WORK TO BE COMPLETED =>
Copy each of the following entries line for line, without altering any wording.

GIVEN DATA =>

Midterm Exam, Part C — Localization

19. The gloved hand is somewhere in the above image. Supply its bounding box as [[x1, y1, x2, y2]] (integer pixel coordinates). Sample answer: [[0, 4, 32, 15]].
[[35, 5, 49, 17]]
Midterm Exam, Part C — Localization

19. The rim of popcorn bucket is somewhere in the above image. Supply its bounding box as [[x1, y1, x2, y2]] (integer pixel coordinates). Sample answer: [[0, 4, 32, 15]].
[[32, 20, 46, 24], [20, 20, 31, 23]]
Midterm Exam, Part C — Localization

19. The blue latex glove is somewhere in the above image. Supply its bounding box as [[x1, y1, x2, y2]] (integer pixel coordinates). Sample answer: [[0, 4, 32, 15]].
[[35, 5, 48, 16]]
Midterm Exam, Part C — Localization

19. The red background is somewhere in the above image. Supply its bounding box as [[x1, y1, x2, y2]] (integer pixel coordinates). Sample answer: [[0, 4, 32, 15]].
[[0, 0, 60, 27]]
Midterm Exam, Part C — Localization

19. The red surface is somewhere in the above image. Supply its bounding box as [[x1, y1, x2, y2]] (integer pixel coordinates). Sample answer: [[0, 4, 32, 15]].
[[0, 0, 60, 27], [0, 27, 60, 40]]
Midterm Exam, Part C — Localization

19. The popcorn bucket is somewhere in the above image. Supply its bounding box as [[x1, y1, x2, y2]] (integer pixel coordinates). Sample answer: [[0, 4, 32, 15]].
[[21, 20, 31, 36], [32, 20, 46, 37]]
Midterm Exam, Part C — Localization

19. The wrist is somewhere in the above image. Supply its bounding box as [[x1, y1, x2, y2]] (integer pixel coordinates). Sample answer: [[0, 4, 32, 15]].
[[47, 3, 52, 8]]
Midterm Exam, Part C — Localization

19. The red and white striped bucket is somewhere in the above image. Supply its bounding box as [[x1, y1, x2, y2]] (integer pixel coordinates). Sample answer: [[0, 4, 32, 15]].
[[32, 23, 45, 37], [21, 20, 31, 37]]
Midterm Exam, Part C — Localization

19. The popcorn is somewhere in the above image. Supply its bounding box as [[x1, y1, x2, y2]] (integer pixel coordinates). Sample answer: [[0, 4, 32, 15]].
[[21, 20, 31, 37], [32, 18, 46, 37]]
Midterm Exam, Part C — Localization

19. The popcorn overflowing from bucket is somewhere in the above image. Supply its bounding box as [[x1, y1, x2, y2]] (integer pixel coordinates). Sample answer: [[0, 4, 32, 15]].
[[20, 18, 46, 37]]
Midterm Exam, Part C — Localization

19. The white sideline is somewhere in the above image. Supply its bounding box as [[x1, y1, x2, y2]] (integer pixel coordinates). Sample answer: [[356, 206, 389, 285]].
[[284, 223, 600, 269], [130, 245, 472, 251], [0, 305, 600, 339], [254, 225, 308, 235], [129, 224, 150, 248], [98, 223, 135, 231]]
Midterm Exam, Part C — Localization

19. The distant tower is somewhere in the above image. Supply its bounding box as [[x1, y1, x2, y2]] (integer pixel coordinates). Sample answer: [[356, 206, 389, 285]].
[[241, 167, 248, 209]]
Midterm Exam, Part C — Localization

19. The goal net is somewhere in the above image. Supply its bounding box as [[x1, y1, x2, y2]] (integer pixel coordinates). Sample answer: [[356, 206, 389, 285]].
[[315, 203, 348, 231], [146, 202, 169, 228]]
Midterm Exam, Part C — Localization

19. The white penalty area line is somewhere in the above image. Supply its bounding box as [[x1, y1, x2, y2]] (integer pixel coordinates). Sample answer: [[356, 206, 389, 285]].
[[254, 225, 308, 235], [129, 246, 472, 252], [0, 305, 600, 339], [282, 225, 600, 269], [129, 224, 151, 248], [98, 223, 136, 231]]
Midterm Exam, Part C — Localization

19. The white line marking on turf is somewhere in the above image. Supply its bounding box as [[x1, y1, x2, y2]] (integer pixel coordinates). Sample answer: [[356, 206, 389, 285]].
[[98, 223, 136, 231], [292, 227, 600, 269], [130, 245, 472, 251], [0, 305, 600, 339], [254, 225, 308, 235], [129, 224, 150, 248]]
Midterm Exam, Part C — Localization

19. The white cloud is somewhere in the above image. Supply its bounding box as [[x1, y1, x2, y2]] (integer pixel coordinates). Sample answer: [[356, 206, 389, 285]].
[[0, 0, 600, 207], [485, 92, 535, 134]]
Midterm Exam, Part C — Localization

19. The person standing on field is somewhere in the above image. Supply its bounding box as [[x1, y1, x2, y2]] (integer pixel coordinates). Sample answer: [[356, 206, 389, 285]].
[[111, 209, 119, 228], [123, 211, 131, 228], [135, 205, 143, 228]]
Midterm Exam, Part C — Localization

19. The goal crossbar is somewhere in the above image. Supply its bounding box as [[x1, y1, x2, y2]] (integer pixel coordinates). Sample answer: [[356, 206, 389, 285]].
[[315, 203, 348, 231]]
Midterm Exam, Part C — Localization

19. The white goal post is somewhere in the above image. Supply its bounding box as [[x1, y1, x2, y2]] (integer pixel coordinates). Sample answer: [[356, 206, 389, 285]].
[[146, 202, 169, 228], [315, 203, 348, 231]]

RESULT FOR THIS EXERCISE =>
Midterm Exam, Part C — Localization

19. The gloved hand is somewhere in the above image. Supply its bounding box as [[x1, y1, x2, y2]] (integer pixel coordinates). Sample answer: [[0, 4, 32, 15]].
[[35, 5, 49, 17]]
Midterm Exam, Part C — Localization

19. The rim of popcorn bucket is somewhere in the above image. Supply its bounding box as [[x1, y1, x2, y2]] (integer pixel coordinates). Sample answer: [[0, 4, 32, 15]].
[[32, 20, 46, 24], [20, 20, 31, 23]]
Midterm Exam, Part C — Localization

19. The blue latex glove is somewhere in the above image. Supply its bounding box as [[x1, y1, x2, y2]] (integer pixel coordinates). Sample answer: [[0, 4, 32, 15]].
[[35, 5, 48, 16]]
Midterm Exam, Part C — Localization

19. The red background is somewhere in the above image. Supply its bounding box as [[x1, y1, x2, y2]] (integer pixel coordinates). Sample answer: [[0, 4, 32, 15]].
[[0, 0, 60, 27]]
Midterm Exam, Part C — Localization

19. The red surface is somewhere in the above image. Supply its bounding box as [[x1, y1, x2, y2]] (integer pixel coordinates). Sample answer: [[0, 4, 32, 15]].
[[0, 0, 60, 27], [0, 27, 60, 40]]
Midterm Exam, Part C — Localization

19. The popcorn bucket is somewhere in the above image. Supply its bounding box as [[x1, y1, x2, y2]] (integer pixel coordinates). Sample answer: [[0, 4, 32, 15]].
[[21, 20, 31, 36], [32, 20, 46, 37]]
Midterm Exam, Part C — Localization

19. The wrist is somewhere in the above image. Supply its bounding box as [[x1, y1, x2, y2]] (integer pixel coordinates). Sample answer: [[0, 4, 32, 15]].
[[47, 3, 52, 8]]
Midterm Exam, Part C — Localization

19. The red and white striped bucket is somewhere in the above image. Supply its bounding box as [[x1, y1, x2, y2]] (integer pixel coordinates). Sample answer: [[0, 4, 32, 15]].
[[32, 23, 45, 37], [21, 20, 31, 37]]
Midterm Exam, Part C — Localization

19. The popcorn is somewhere in the above image. Supply its bounding box as [[x1, y1, x2, y2]] (integer pixel coordinates). Sample answer: [[0, 4, 32, 15]].
[[21, 20, 31, 37], [32, 18, 46, 37]]
Midterm Exam, Part C — Localization

19. The popcorn overflowing from bucket is somewhere in the above image. Supply its bounding box as [[x1, y1, x2, y2]] (integer pixel coordinates). Sample answer: [[0, 4, 32, 15]].
[[20, 18, 46, 37]]
Midterm Exam, Part C — Localization

19. The white sideline is somewhere in the above image. Supply its bounding box as [[x1, y1, x2, y2]] (integer pixel coordinates). Sample answer: [[356, 206, 389, 285]].
[[284, 223, 600, 269], [130, 245, 472, 251], [0, 305, 600, 339], [254, 225, 308, 235], [129, 224, 150, 248], [98, 223, 135, 231]]
Midterm Exam, Part C — Localization

19. The distant tower is somewhere in the above image. Supply its bounding box as [[x1, y1, x2, y2]] (integer pixel coordinates). Sample answer: [[356, 206, 389, 285]].
[[241, 167, 248, 209]]
Midterm Exam, Part C — Localization

19. The goal net is somewhere in the above image. Supply its bounding box as [[x1, y1, x2, y2]] (integer pixel coordinates). Sample answer: [[356, 206, 389, 285]].
[[315, 203, 348, 231], [146, 202, 169, 228]]
Midterm Exam, Part C — Localization

19. The white penalty area line is somewhere in the above image. Supply its bounding box as [[x1, y1, x2, y2]] (integer pixel coordinates). Sample answer: [[356, 206, 389, 285]].
[[254, 225, 308, 235], [129, 246, 472, 252], [0, 305, 600, 339], [282, 225, 600, 269], [129, 224, 151, 248], [98, 223, 136, 231]]
Midterm Exam, Part C — Localization

19. The white line marking on turf is somewhere in the above image. Supply its bounding box as [[x1, y1, x2, y2]] (integer pixel coordinates). Sample answer: [[356, 206, 389, 285]].
[[98, 223, 136, 231], [292, 227, 600, 269], [130, 245, 472, 251], [0, 305, 600, 339], [254, 225, 308, 235], [129, 224, 150, 248]]
Midterm Exam, Part C — Localization

19. The white cloud is somewhere in the above image. Supply its bounding box as [[x1, y1, x2, y2]] (integer pixel coordinates). Sample answer: [[356, 206, 389, 285]].
[[0, 0, 600, 207], [485, 92, 535, 134]]
Midterm Exam, Part C — Localization

19. The person standing on field is somewhere in the above image. Supply its bounding box as [[x1, y1, x2, y2]] (integer pixel coordinates). Sample answer: [[356, 206, 389, 285]].
[[111, 209, 119, 228], [123, 211, 131, 228], [135, 205, 143, 228]]
Midterm Exam, Part C — Localization

19. The goal crossbar is somewhere in the above image. Supply its bounding box as [[x1, y1, x2, y2]] (integer pixel coordinates). Sample answer: [[356, 206, 389, 285]].
[[315, 203, 348, 231]]
Midterm Exam, Part C — Localization

19. The white goal post is somewhere in the above image. Supply its bounding box as [[x1, y1, x2, y2]] (integer pixel coordinates). Sample answer: [[356, 206, 389, 285]].
[[146, 202, 169, 228], [315, 203, 348, 231]]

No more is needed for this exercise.